=== Records provided ===
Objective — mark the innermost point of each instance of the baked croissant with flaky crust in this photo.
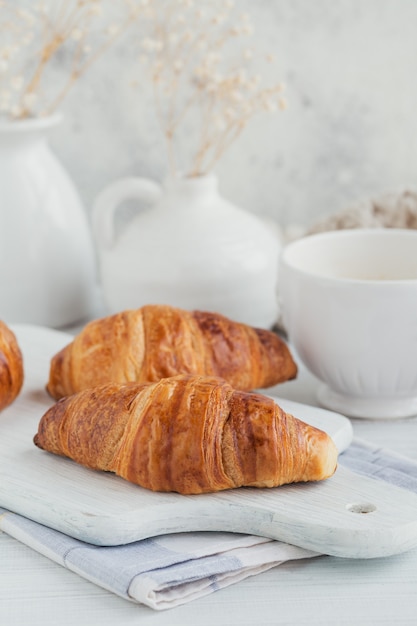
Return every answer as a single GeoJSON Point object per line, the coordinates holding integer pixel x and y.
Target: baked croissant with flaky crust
{"type": "Point", "coordinates": [157, 341]}
{"type": "Point", "coordinates": [11, 366]}
{"type": "Point", "coordinates": [190, 434]}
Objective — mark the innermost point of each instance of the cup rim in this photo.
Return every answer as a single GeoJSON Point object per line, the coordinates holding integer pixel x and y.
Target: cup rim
{"type": "Point", "coordinates": [348, 233]}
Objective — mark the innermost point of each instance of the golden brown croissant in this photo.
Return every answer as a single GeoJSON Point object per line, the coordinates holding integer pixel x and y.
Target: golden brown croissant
{"type": "Point", "coordinates": [190, 434]}
{"type": "Point", "coordinates": [156, 341]}
{"type": "Point", "coordinates": [11, 366]}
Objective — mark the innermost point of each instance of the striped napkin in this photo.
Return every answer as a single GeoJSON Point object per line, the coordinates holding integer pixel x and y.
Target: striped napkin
{"type": "Point", "coordinates": [164, 572]}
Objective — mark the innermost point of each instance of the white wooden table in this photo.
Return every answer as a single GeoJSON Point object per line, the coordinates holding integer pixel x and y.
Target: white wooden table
{"type": "Point", "coordinates": [321, 591]}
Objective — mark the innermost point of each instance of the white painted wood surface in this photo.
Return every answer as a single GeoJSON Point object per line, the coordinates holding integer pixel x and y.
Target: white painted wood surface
{"type": "Point", "coordinates": [323, 591]}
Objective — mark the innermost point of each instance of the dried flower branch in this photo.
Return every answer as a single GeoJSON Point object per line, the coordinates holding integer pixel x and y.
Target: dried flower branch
{"type": "Point", "coordinates": [32, 38]}
{"type": "Point", "coordinates": [198, 58]}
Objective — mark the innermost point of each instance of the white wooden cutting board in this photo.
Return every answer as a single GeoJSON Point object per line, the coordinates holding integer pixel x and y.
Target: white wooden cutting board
{"type": "Point", "coordinates": [346, 515]}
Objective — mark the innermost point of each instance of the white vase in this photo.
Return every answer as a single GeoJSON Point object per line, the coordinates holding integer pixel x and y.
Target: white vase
{"type": "Point", "coordinates": [191, 249]}
{"type": "Point", "coordinates": [46, 251]}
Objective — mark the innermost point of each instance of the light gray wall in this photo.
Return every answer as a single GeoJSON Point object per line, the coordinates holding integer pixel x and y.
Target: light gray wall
{"type": "Point", "coordinates": [350, 67]}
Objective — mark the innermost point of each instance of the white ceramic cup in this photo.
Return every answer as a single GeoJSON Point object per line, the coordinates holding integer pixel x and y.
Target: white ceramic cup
{"type": "Point", "coordinates": [349, 305]}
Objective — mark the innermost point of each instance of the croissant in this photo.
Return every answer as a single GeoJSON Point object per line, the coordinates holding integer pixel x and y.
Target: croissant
{"type": "Point", "coordinates": [11, 366]}
{"type": "Point", "coordinates": [189, 434]}
{"type": "Point", "coordinates": [157, 341]}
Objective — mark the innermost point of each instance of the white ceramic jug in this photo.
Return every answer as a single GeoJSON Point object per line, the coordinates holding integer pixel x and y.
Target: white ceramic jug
{"type": "Point", "coordinates": [190, 249]}
{"type": "Point", "coordinates": [46, 251]}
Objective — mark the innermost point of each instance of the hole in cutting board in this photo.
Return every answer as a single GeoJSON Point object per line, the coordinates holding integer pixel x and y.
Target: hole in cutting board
{"type": "Point", "coordinates": [361, 507]}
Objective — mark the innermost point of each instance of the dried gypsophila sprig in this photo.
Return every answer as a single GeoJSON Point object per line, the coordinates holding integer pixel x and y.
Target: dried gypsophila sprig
{"type": "Point", "coordinates": [199, 61]}
{"type": "Point", "coordinates": [33, 37]}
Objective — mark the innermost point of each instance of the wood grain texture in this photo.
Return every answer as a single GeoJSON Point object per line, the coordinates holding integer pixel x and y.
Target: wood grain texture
{"type": "Point", "coordinates": [59, 493]}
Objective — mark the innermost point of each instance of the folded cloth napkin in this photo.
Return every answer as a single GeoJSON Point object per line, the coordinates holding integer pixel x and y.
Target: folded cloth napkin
{"type": "Point", "coordinates": [164, 572]}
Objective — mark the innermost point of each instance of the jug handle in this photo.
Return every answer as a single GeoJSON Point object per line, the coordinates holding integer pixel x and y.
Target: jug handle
{"type": "Point", "coordinates": [109, 200]}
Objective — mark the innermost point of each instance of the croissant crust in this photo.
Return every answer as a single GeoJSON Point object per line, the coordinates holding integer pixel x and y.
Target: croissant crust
{"type": "Point", "coordinates": [189, 434]}
{"type": "Point", "coordinates": [11, 366]}
{"type": "Point", "coordinates": [157, 341]}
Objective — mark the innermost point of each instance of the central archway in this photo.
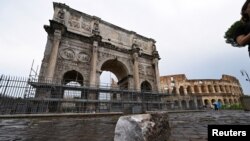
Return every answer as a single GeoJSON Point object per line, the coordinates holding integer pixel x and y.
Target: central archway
{"type": "Point", "coordinates": [119, 70]}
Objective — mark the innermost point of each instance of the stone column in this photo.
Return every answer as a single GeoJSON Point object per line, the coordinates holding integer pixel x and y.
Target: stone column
{"type": "Point", "coordinates": [53, 56]}
{"type": "Point", "coordinates": [199, 89]}
{"type": "Point", "coordinates": [218, 89]}
{"type": "Point", "coordinates": [157, 74]}
{"type": "Point", "coordinates": [180, 106]}
{"type": "Point", "coordinates": [192, 89]}
{"type": "Point", "coordinates": [195, 102]}
{"type": "Point", "coordinates": [206, 89]}
{"type": "Point", "coordinates": [93, 64]}
{"type": "Point", "coordinates": [91, 107]}
{"type": "Point", "coordinates": [136, 72]}
{"type": "Point", "coordinates": [188, 106]}
{"type": "Point", "coordinates": [177, 89]}
{"type": "Point", "coordinates": [185, 91]}
{"type": "Point", "coordinates": [213, 90]}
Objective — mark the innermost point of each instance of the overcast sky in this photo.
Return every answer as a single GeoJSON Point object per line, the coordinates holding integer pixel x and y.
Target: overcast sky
{"type": "Point", "coordinates": [188, 33]}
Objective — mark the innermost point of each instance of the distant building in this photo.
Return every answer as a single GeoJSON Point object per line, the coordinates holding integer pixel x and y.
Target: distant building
{"type": "Point", "coordinates": [194, 93]}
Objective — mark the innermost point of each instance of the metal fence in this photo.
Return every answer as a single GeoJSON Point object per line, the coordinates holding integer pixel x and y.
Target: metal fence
{"type": "Point", "coordinates": [20, 95]}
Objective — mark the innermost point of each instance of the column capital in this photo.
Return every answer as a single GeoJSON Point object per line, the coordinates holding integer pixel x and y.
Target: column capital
{"type": "Point", "coordinates": [57, 34]}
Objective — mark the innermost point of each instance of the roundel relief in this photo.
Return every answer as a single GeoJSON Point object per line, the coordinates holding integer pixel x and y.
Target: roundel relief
{"type": "Point", "coordinates": [72, 55]}
{"type": "Point", "coordinates": [83, 57]}
{"type": "Point", "coordinates": [67, 54]}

=== Work required ===
Set out exactly, and only, the lines between the first line of the listing and the line containing "table in this photo.", counting both, while leaving every picture out.

=== Task output ===
Objective — mark the innermost point of each instance of the baked croissant with flaky crust in this photo.
Return every answer as a single GeoJSON Point object per line, the coordinates holding integer pixel x and y.
Target: baked croissant with flaky crust
{"type": "Point", "coordinates": [157, 341]}
{"type": "Point", "coordinates": [11, 366]}
{"type": "Point", "coordinates": [190, 434]}
Objective — mark the innermost point of each instance of the cup rim in this photo.
Return every answer as a single GeoJSON Point object per line, the coordinates holding integer pixel x and y.
Target: cup rim
{"type": "Point", "coordinates": [348, 233]}
Objective — mark the innermost point of each instance of the golden brown croissant in this photo.
Return every answer as a single GeoJSON Point object per line, the coordinates holding integer pixel x and y.
Target: golden brown croissant
{"type": "Point", "coordinates": [190, 434]}
{"type": "Point", "coordinates": [156, 341]}
{"type": "Point", "coordinates": [11, 366]}
Objective — mark the innermost point of each instance of the striped napkin in this photo.
Return every answer as a single GeoJSON Point object per line, the coordinates holding integer pixel x and y.
Target: striped napkin
{"type": "Point", "coordinates": [164, 572]}
Objective — mark the innermost point of each instance of the white wooden table in this photo.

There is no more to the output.